Based on a novel by Mike McGrady, co-author of Linda Lovelace's controversial biography "Ordeal" and one of the pseudonymous authors behind the multi-authored pulp paperback NAKED CAME THE STRANGER (adapted into an X-rated film by Radley Metzger), TALKING WALLS is a dreary drama that is nowhere near as salacious as its premise suggests. The main character is rather unlikable, not only seeming quite thick about not grasping the difference between love and sex – particularly motel sex – but also seeing a quid pro quo relationship where he seems to be taking financial advantage of his boss (whose relationship with his wife he holds up as the model of intimacy without realizing that perhaps their motel empire is superfluous to their domestic bliss). Shellen has a lengthy resume as a character actor so it is presumably the fault of the direction that his performance is as over-the-top and unfocused as that of Laurin (indeed most of the performances are poor including more seasoned actor Primus). At some points earlier on, one wonders whether the character is supposed to be having a psychotic break, and the film might have been more palatable had he turned psychotic and dangerous, but it is instead supposed to be a sensitive love story about a character who learns to live life rather than merely observe it. The structure is so choppy that one is unsure whether the film is cut with Paul's incessant narration trying to fill in the holes or if it is just a stylistic effect of the film's video age milieu. The scoring of Richard Glasser (NIGHT EYES) includes songs that range from the grating (the title song "Talking Walls") to the juvenile ("It's better in the back seat than nothing at all"). Sybil Danning (CHAINED HEAT) shares credit on the poster artwork with Shellen, but her "Bathing Beauty" character is as likely to be missed in the blink of an eye as Sally Kirkland (DOUBLE THREAT) as a hooker or hotel guests played by Don Calfa (RETURN OF THE LIVING DEAD), Peter Liapis (GHOULIES), comedian Martry Brill, and Hunter von Leer (HALLOWEEN II) as a Jerry Falwell-loving conservative. The film was director Stephen Verona's only feature in the eighties after a trio of works in the seventies including the co-directed THE LORDS OF FLATBUSH, PIPE DREAMS (with Gladys Knight), and BOARDWALK.

▸ **DIRECTIVE 1**:
Using the TALKING WALLS review, answer each question:
(a) Who wrote the novel the film is based on?
(b) Whose scoring does the film use?
(c) Who directed the film?

▸ **TASK INPUT**:

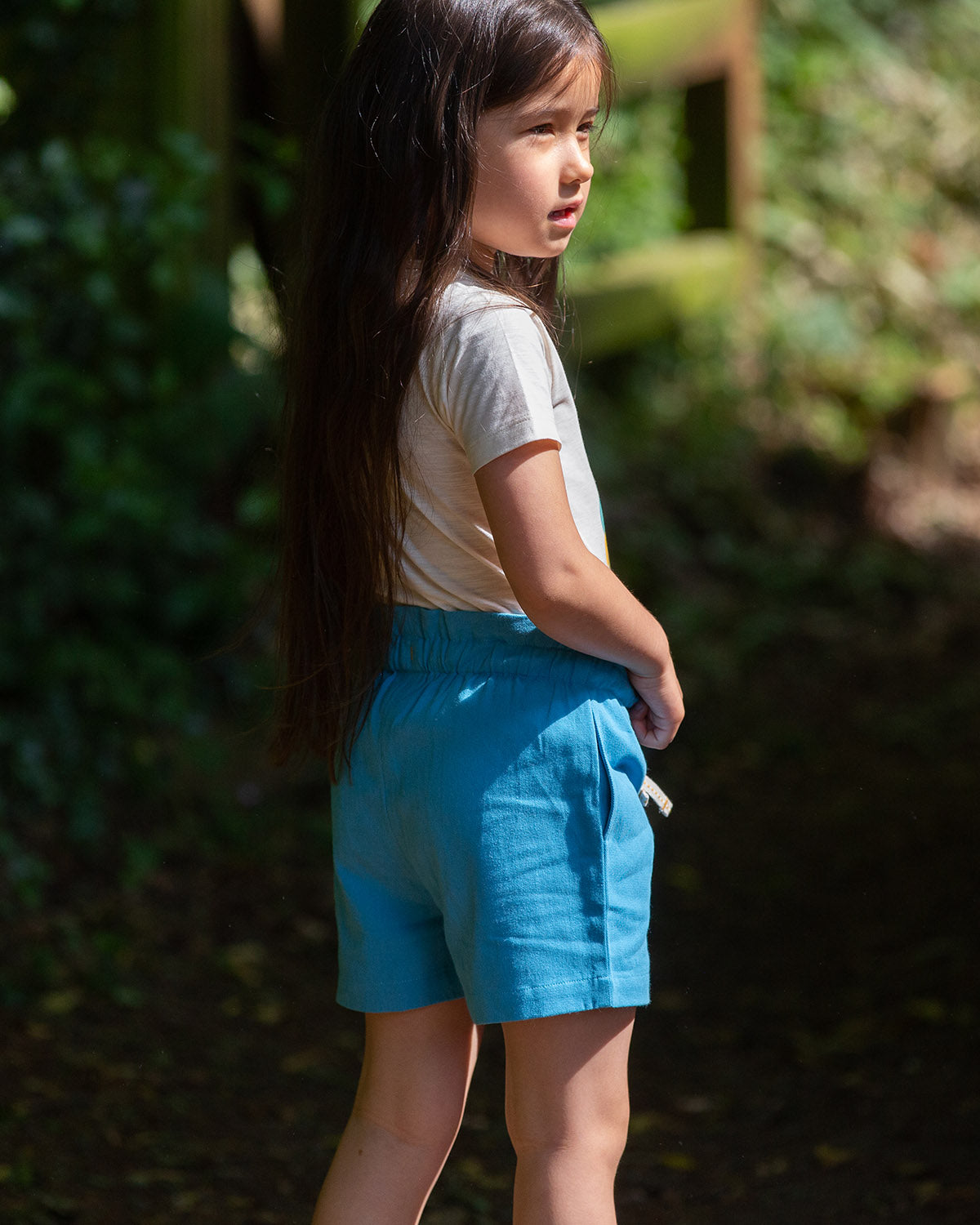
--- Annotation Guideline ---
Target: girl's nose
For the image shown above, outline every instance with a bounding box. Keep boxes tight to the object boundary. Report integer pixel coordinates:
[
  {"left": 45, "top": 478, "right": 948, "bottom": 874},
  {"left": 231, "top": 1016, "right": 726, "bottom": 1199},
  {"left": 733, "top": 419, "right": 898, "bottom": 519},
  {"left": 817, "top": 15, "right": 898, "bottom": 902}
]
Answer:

▸ **DIRECTIVE 2**: Print every line of the rows that follow the review, unchanged and in order. Leave out the picture.

▸ **RESPONSE 1**:
(a) Mike McGrady
(b) Richard Glasser
(c) Stephen Verona

▸ **RESPONSE 2**:
--- Annotation Guideline ---
Target: girl's nose
For the image shown above, outline every instance with a bounding box. Keep boxes tight to the object boundary. Report integer pixel coordinates:
[
  {"left": 45, "top": 478, "right": 948, "bottom": 874},
  {"left": 231, "top": 1016, "right": 726, "bottom": 1199},
  {"left": 733, "top": 419, "right": 898, "bottom": 519},
  {"left": 817, "top": 15, "right": 898, "bottom": 902}
]
Answer:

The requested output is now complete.